== Excerpt to read ==

Q: Why is the role of the primary care physician so important in delivering mental healthcare?
A: Dr. Baldwin - I think there's still a lot of stigma around mental healthcare, and so it makes it more comfortable for patients to often be seen for something else. I saw a lady yesterday who was coming on [the platform] for concerns about her diabetes and she was struggling with not taking her medicines. Come to find out she was depressed. And we discovered that through asking questions, listening. And so without being able to address her depression, her diabetes was never gonna get better controlled.
I think sometimes patients don't know that they have depression or anxiety or they're too afraid to talk about it. I also see women that think it's silly to take time out to talk about being anxious when in fact it really does impact their wellness. And so creating a, an environment that's safe that's comfortable and that's easy for them to talk about, really helps to, as a primary care physician, to really address these issues and help people to wellness.
Q: Can you talk about the benefits of identifying issues earlier?

== What this task involves ==
From the interview on mental healthcare in primary care, return the stretch from "Q: Why is the" through "get better controlled." with no changes.

(Records excerpted from a collection)
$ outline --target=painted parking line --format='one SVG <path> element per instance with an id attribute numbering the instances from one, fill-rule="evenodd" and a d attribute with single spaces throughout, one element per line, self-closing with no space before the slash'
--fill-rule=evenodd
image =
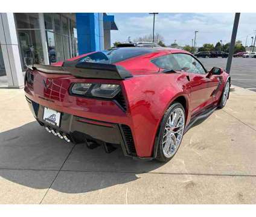
<path id="1" fill-rule="evenodd" d="M 256 81 L 256 79 L 242 79 L 242 78 L 232 78 L 232 80 L 241 80 L 241 81 Z"/>
<path id="2" fill-rule="evenodd" d="M 233 74 L 232 73 L 231 73 L 232 75 L 254 75 L 252 74 Z"/>

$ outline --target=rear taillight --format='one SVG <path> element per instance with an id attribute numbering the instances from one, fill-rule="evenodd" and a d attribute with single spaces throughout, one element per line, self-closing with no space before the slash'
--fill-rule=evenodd
<path id="1" fill-rule="evenodd" d="M 34 74 L 30 69 L 28 69 L 25 74 L 24 84 L 28 84 L 33 86 L 34 83 Z"/>
<path id="2" fill-rule="evenodd" d="M 72 95 L 107 99 L 114 98 L 120 92 L 120 86 L 115 84 L 76 83 L 70 89 Z"/>

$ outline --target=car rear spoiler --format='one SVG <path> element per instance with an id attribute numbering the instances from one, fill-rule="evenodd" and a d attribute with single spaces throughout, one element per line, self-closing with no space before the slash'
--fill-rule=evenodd
<path id="1" fill-rule="evenodd" d="M 77 78 L 124 80 L 133 77 L 123 67 L 112 64 L 68 61 L 62 66 L 35 64 L 33 68 L 44 73 L 72 75 Z"/>

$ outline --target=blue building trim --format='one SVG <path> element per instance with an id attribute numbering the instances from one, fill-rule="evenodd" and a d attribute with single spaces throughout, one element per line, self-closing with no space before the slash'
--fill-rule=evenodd
<path id="1" fill-rule="evenodd" d="M 104 49 L 103 14 L 77 13 L 79 55 Z"/>

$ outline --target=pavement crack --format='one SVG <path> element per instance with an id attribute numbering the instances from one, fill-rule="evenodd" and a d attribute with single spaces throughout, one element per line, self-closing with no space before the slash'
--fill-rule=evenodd
<path id="1" fill-rule="evenodd" d="M 41 201 L 40 201 L 39 204 L 41 204 L 43 202 L 43 199 L 45 199 L 45 196 L 47 195 L 47 193 L 48 192 L 50 189 L 51 187 L 51 186 L 53 186 L 53 183 L 54 183 L 56 178 L 57 177 L 61 171 L 62 168 L 63 167 L 64 165 L 65 164 L 66 160 L 68 160 L 68 157 L 69 157 L 70 154 L 71 154 L 71 153 L 73 151 L 73 149 L 75 148 L 75 144 L 74 144 L 73 146 L 72 147 L 71 149 L 70 150 L 70 151 L 68 153 L 68 156 L 66 156 L 66 159 L 65 159 L 63 163 L 62 163 L 62 166 L 60 166 L 60 169 L 59 169 L 58 172 L 57 173 L 56 175 L 55 176 L 54 178 L 53 179 L 53 181 L 51 182 L 51 184 L 50 185 L 49 187 L 48 188 L 47 190 L 46 191 L 45 195 L 43 195 L 43 198 L 42 198 Z"/>

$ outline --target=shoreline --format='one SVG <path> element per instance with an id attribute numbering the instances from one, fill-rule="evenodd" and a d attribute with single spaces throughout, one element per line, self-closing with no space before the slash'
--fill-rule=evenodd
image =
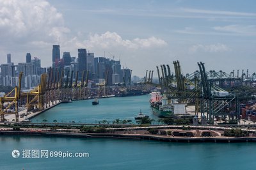
<path id="1" fill-rule="evenodd" d="M 166 135 L 147 134 L 95 134 L 95 133 L 72 133 L 56 132 L 31 132 L 22 130 L 2 130 L 1 136 L 10 135 L 36 135 L 46 137 L 63 137 L 78 138 L 110 138 L 132 140 L 158 141 L 159 142 L 170 143 L 248 143 L 256 142 L 256 137 L 179 137 Z"/>

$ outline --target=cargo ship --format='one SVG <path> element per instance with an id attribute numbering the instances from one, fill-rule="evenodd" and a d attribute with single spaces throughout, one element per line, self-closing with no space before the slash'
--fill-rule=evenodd
<path id="1" fill-rule="evenodd" d="M 150 100 L 152 112 L 159 118 L 170 118 L 174 115 L 186 114 L 186 104 L 163 97 L 160 92 L 152 92 Z"/>
<path id="2" fill-rule="evenodd" d="M 92 102 L 92 105 L 97 105 L 99 104 L 98 98 L 94 98 L 93 101 Z"/>

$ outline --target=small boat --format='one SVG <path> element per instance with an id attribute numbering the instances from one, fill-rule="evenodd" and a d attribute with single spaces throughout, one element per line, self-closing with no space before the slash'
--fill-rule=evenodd
<path id="1" fill-rule="evenodd" d="M 93 101 L 92 101 L 92 105 L 97 105 L 99 104 L 98 98 L 94 98 Z"/>
<path id="2" fill-rule="evenodd" d="M 141 110 L 140 110 L 140 112 L 139 112 L 139 114 L 138 114 L 137 117 L 135 117 L 135 120 L 142 120 L 143 118 L 148 118 L 149 116 L 147 115 L 145 115 L 142 113 Z"/>
<path id="3" fill-rule="evenodd" d="M 67 103 L 72 103 L 72 101 L 71 100 L 71 99 L 67 99 L 67 98 L 64 98 L 63 100 L 62 100 L 61 103 L 62 104 L 67 104 Z"/>

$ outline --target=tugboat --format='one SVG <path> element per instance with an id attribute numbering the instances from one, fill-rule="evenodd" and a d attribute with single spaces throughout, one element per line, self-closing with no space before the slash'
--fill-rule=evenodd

== Finished task ==
Q: Why is the role of the primary care physician so important in delivering mental healthcare?
A: Dr. Baldwin - I think there's still a lot of stigma around mental healthcare, and so it makes it more comfortable for patients to often be seen for something else. I saw a lady yesterday who was coming on [the platform] for concerns about her diabetes and she was struggling with not taking her medicines. Come to find out she was depressed. And we discovered that through asking questions, listening. And so without being able to address her depression, her diabetes was never gonna get better controlled.